_WHAT THIS EXERCISE ASKS_:
(a) According to the stock show passage, how long has the Black Hills Stock Show been going on in Rapid City?
(b) Continue the passage about the Black Hills Stock Show from its last sentence.

_PASSAGE_:
In other news, the Black Hills Stock Show has been going on in Rapid City over the last 2 weeks.  I spent an entire day walking around checking it out and I could have easily spent a week looking at all they had going on.  There were tons of vendors that were marketing a wide variety of goods including western furniture, art, cattle feed, tack, prairie dog exterminators, pesticides, seed for alfalfa, tractor equipment, trailers, ATVs, feeders, stock tanks and the ever-popular bull semen! Artificially inseminating cows is big business.  Some of the events included rodeos, cattle shows, horse riding clinics, and all sorts of seminars for ranchers. It was so western, so cowboy, and so much fun.  Everyone was wearing boots and hats, and you could just tell that all those cowpokes were the real thing.  I barely saw a single person looking at a smart phone.

_STORED DATA_:

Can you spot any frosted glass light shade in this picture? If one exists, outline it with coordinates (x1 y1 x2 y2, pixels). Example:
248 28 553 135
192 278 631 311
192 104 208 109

_ANSWERS TO THE EXERCISE_:
(a) Over the last two weeks.

(b)
I really liked walking through the prep area for the Hereford bull show.  This part of the stock show is basically a beauty pageant for cattle, and the prize winners take home some big money and bragging rights for the quality of their bovines!  The best part is most of the ranchers showing are young kids in 4H.  I saw two kids, probably 9-10 years old, hanging out in the stall next to their bulls and eating lunch.  The bull decided to do his business and as soon as he pooped, the little girl jumped up and ran to get a pitch fork and cleaned up after him.  No one told her to, she didn’t complain, and then she went right back to eating lunch.  Ranch kids have initiative, that is for sure.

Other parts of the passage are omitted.